▸ **Stated problem 1**:
Which usernames head the posts in the forum thread on subscription renewal? Give each one once.

Yep Nuke, problem at the customers end, I knew it would be, Alan.


----------



## Bella (May 14, 2005)

*Subs renewal*

Morning all, like to say I've just spent 2 minutes max renewing my membership on 01395 830230. Details are already updated on website. 
That's what I'd call good service.
Well done Nuke and team.


----------



## Ebby (Dec 20, 2007)

I also did not receive a card this year and have never been able to renew my subscription on line ,I have always had to call outdoor bits.Perhaps things will improve when we get these new cards. Ebby


----------



## erneboy (Feb 8, 2007)

*Re: Subs renewal*



Bella said:


> Morning all, like to say I've just spent 2 minutes max renewing my membership on 01395 830230. Details are already updated on website.
> That's what I'd call good service.
> Well done Nuke and team.


I was interested to see Ben thanking the post quoted above. It is obviously perfectly reasonable that he should. After all it's a post thanking the company he works for for making a purchase easy for the customer.

However posts from people who say renewing is difficult do not receive thanks even though one might expect a company to welcome hearing about areas where customers encounter difficulty so that they can improve the way they sell to customers. Most companies would take that approach. Not ODB or MHF it seems. They take the view in the vast majority of cases that if a customer encounters difficulty the fault lies with the customer. I believe that this particular thanks and the thanks pattern from Nuke and Ben in general confirms that only accolades are acceptable.

In my opinion that is not a good ethos. I know that it would have cost my businesses in terms of customer approval, Alan.


----------



## nukeadmin (Oct 10, 2003)

lol Alan, accolades are acceptable and so is feedback (negative or positive)

IMO thanking somebody for saying they have an issue doesn't actually read right, there is no ulterior motive, no deep seated paranoia, we just ordinarily thank people when they say nice things about us, nothing added, nothing more.

We asked for particular issues that we could work on with the renewing / subscribing perceived issues but not much was forthcoming and so not much we can do

If exact issues are identified that are within my control to improve I would do so, surely you can see I wouldn't purposely make it more difficult for people to give me money


----------



## erneboy (Feb 8, 2007)

Enlightening that you call them issues Dave.

I always took the view that when a customer told me about a difficulty they had experienced that they were, in almost every case, doing me a favour and so I did thank them for letting me know.

These days I am less involved in business than I was but we still have some property rentals. I welcome each and every customer comment because it affords me the opportunity to find out how we are doing. Those which point out some problem or fault are doubly welcome, and thanked accordingly, as they allow us the opportunity to make improvements in areas which otherwise we might have thought were satisfactory. Thanking people for letting you know is also very disarming, it is often a pleasant surprise for people when they are made to feel that their input has been helpful and will be acted upon. It's just good customer relations and an excellent way of defusing potential problems, always assuming that their observations are acted upon.

I do appreciate what you say about the non-specific nature of the comments about the renewal process and that you would not intentionally put obstacles in a customer's way. I will try to take note of any problems I may encounter next time round and give you details.

You must agree, given the number of comments on the topic, that some customers are finding it difficult?

That being the case I suggest that it would be good business to review the process and look for ways to simplify it, don't you agree?

Regards, Alan.

▸ **Record extracts**:
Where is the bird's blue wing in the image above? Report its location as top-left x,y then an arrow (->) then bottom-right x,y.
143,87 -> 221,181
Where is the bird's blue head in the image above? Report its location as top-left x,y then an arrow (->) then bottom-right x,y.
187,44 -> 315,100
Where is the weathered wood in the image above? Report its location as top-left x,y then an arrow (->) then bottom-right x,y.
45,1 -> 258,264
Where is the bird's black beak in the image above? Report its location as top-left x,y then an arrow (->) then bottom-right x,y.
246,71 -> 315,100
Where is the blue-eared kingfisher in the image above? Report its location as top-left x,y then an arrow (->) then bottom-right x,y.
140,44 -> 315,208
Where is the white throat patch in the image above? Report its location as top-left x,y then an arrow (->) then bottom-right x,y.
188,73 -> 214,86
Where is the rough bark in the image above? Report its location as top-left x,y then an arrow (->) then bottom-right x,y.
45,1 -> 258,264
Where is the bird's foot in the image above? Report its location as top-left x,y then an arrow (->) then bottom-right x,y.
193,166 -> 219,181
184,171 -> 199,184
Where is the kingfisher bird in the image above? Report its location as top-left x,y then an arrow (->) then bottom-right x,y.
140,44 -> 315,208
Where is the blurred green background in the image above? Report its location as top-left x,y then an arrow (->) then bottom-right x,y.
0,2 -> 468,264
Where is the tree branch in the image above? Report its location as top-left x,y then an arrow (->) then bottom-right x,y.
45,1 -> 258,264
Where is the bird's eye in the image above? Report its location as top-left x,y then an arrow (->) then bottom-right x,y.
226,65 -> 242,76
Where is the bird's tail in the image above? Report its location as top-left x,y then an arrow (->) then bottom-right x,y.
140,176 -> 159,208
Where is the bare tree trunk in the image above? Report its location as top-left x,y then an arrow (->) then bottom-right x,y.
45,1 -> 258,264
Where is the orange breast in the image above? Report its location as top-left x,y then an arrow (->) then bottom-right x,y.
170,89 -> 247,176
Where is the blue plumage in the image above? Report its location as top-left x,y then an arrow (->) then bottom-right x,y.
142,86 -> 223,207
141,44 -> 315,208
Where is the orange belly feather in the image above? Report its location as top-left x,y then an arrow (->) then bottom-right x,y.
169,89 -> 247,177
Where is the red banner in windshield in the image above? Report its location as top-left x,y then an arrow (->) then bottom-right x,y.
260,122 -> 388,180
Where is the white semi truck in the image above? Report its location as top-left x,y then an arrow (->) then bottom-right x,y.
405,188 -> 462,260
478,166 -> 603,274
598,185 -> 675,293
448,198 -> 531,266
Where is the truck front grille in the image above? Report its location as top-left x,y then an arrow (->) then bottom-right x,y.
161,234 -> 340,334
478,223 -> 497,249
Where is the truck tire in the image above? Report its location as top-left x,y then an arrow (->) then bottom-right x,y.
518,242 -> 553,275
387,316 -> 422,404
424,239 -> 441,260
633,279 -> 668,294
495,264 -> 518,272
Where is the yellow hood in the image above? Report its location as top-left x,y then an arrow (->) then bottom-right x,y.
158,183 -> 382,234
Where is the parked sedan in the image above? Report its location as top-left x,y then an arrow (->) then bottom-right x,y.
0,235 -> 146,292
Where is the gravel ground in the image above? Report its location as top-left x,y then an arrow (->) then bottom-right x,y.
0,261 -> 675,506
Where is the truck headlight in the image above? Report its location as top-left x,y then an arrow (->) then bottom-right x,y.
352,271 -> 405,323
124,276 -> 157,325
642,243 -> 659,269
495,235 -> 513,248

▸ **Stated problem 2**:
Can you lay out everything in the records, from the line containing "Where is the blue plumage" down to the line containing "260,122 -> 388,180", as a numbered list?

▸ **Complete answer 1**:
Bella
Ebby
erneboy
nukeadmin

▸ **Complete answer 2**:
1. Where is the blue plumage in the image above? Report its location as top-left x,y then an arrow (->) then bottom-right x,y.
2. 142,86 -> 223,207
3. 141,44 -> 315,208
4. Where is the orange belly feather in the image above? Report its location as top-left x,y then an arrow (->) then bottom-right x,y.
5. 169,89 -> 247,177
6. Where is the red banner in windshield in the image above? Report its location as top-left x,y then an arrow (->) then bottom-right x,y.
7. 260,122 -> 388,180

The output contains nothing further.